» What you need to do:
Transcribe the entire listing below line for line, with every word, number, and bracket unchanged.

--- start of Material provided ---

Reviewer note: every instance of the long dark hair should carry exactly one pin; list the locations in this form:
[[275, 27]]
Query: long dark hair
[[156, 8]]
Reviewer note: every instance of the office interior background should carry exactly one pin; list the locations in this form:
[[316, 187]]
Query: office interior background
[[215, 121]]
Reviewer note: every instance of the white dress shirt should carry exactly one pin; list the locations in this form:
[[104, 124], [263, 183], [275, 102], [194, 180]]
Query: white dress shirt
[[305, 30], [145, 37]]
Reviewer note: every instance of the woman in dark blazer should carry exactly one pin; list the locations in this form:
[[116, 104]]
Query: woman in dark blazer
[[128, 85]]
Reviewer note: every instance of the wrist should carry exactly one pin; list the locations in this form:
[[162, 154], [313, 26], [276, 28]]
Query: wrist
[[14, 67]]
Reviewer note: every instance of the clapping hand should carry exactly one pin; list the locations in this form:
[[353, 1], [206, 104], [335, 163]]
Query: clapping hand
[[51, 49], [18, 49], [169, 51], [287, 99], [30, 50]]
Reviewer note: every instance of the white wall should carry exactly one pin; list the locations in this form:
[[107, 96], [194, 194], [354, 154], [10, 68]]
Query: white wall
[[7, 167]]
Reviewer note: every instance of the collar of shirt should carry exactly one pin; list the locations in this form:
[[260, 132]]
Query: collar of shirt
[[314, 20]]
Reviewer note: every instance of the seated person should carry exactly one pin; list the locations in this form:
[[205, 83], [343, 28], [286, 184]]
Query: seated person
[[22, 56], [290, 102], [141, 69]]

--- end of Material provided ---

» Solution to this exercise:
Reviewer note: every instance of the long dark hair should carry exactly one pin; list the locations in this form:
[[275, 27]]
Query: long dark hair
[[156, 8]]
Reviewer note: every instance of the office interior background should carry exactly one pin; list the locations in this form:
[[316, 187]]
Query: office interior background
[[215, 121]]
Reviewer note: every instance of the white dress shirt should carry exactly one pin; list the locations in this form:
[[104, 124], [263, 183], [275, 102], [194, 180]]
Query: white dress shirt
[[305, 30], [145, 37]]
Reviewer note: every instance of the woman in dark blazer should carry exactly one pin; list the locations in this form:
[[116, 104]]
Query: woman in dark blazer
[[128, 85]]
Reviewer note: every instance of the wrist should carry exactly one pin; list the locations in this form:
[[162, 154], [313, 26], [276, 28]]
Query: wrist
[[14, 67]]
Reviewer note: every instance of the clapping hand should carry exactly one pin; list the locations in this form:
[[353, 1], [206, 104], [335, 163]]
Query: clapping hand
[[51, 49], [18, 49], [169, 51], [287, 99], [30, 50]]
Reviewer note: every instance of the white wall should carry exactly one pin; list the locations in this form:
[[107, 96], [194, 194], [354, 154], [10, 68]]
Query: white wall
[[7, 167]]
Reviewer note: every instance of the collar of shirt should carry exactly one pin; list the locations in this form:
[[260, 132]]
Query: collar of shirt
[[314, 20]]
Reviewer note: every instance of the seated person should carry exactly one pin; list the locations in this form:
[[205, 83], [343, 28], [286, 184]]
Query: seated person
[[22, 56], [290, 102], [141, 69]]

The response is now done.